» 作業指示
(a) ローマ史の文章で五賢帝として挙げられている皇帝の名前を、すべて書き出してください。
(b) ローマ史の文章を「この時代のローマを「パックス」から「は東西に分裂してしまいます。」まで通して書き直し、その範囲の「内乱」を「争乱」に入れ替えること。

-------- 文書本文

帝政になったローマは、紀元1世紀から2世紀頃に最盛期を迎えます。
この時代のローマを「パックス=ロマーナ」(ローマの栄光)と呼び、パックス=ロマーナ時代に生きた5人の皇帝を「五賢帝」と言います。
五賢帝と呼ばれている皇帝は、以下の5人です。
- ネルヴァ
- トラヤヌス
- ハドリアヌス
- アントニヌス
- マルクス・アウレリウス・アントニヌス
五賢帝はローマ史でも再頻出なので、しっかり押さえておきましょう!
古代ローマ史⑦:ローマの分裂
栄華を極めた帝政ローマですが、紀元3世紀に入るとその勢力に陰りが見え始めます。
212年に即位したカラカラ帝は、ローマの全市民に市民権を与えましたが、重税のせいで市民の生活は苦しくなってしまいました。
その後即位したディオクレティアヌス帝は、国の安定を図るために専制君主制(ドミナートゥス)を導入し、国土を四分割して軍事力を強化しました。
その後即位したコンスタンティヌス帝やテオドシウス帝も、異端とされていたキリスト教を公認して国教に据えるなど、内乱を鎮める策を講じ続けましたが、結局内乱は収束せず、395年、遂にローマは東西に分裂してしまいます。
まさに、
「奢れるものも久しからず、ただ春の世の夢のごとし。猛きものも遂には滅びぬ。ひとえに風の前の塵に同じ」(平家物語)
ですね。

----------------
-------- 提供データ

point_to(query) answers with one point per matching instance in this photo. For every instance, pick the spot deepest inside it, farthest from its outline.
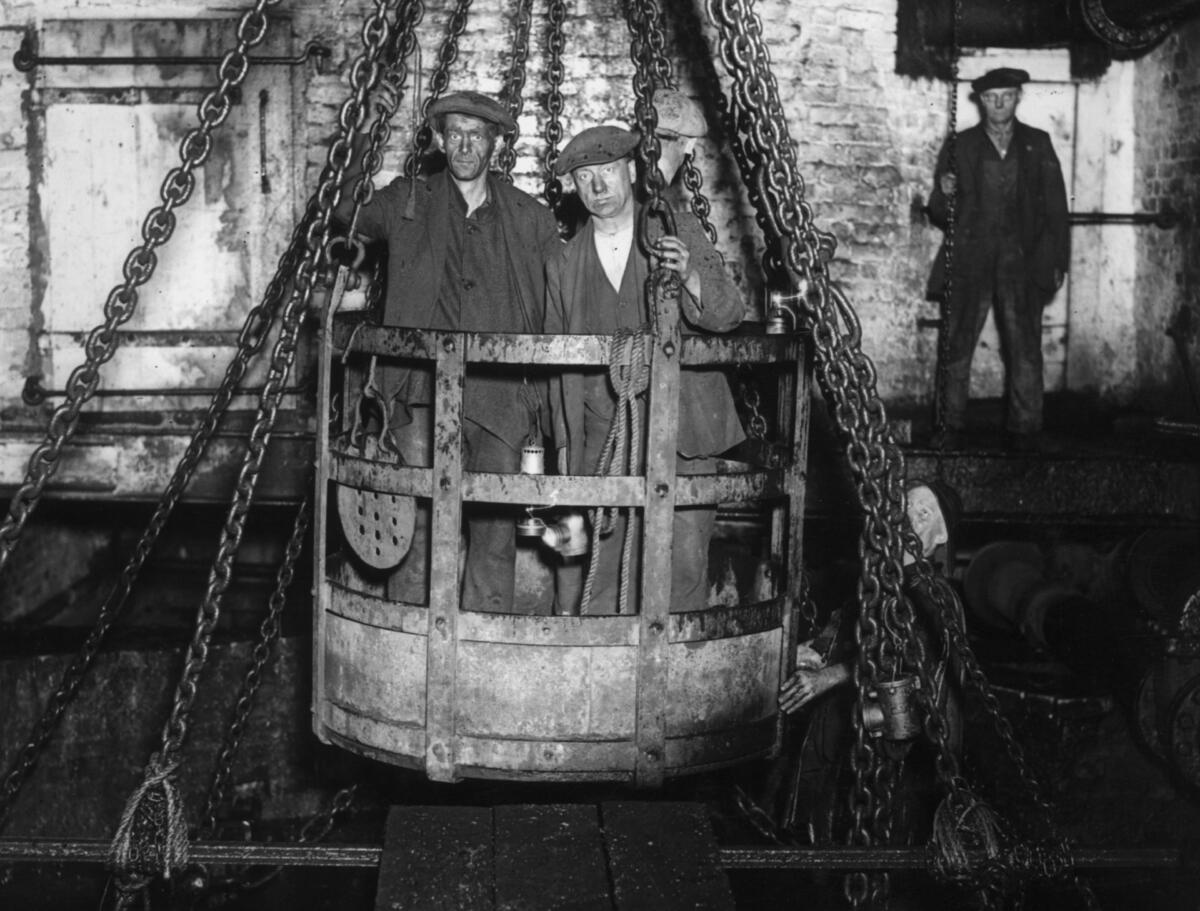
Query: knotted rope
(971, 849)
(629, 372)
(151, 837)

----------------

» 作業の出力
(a)
- ネルヴァ
- トラヤヌス
- ハドリアヌス
- アントニヌス
- マルクス・アウレリウス・アントニヌス

(b)
この時代のローマを「パックス=ロマーナ」(ローマの栄光)と呼び、パックス=ロマーナ時代に生きた5人の皇帝を「五賢帝」と言います。
五賢帝と呼ばれている皇帝は、以下の5人です。
- ネルヴァ
- トラヤヌス
- ハドリアヌス
- アントニヌス
- マルクス・アウレリウス・アントニヌス
五賢帝はローマ史でも再頻出なので、しっかり押さえておきましょう!
古代ローマ史⑦:ローマの分裂
栄華を極めた帝政ローマですが、紀元3世紀に入るとその勢力に陰りが見え始めます。
212年に即位したカラカラ帝は、ローマの全市民に市民権を与えましたが、重税のせいで市民の生活は苦しくなってしまいました。
その後即位したディオクレティアヌス帝は、国の安定を図るために専制君主制(ドミナートゥス)を導入し、国土を四分割して軍事力を強化しました。
その後即位したコンスタンティヌス帝やテオドシウス帝も、異端とされていたキリスト教を公認して国教に据えるなど、争乱を鎮める策を講じ続けましたが、結局争乱は収束せず、395年、遂にローマは東西に分裂してしまいます。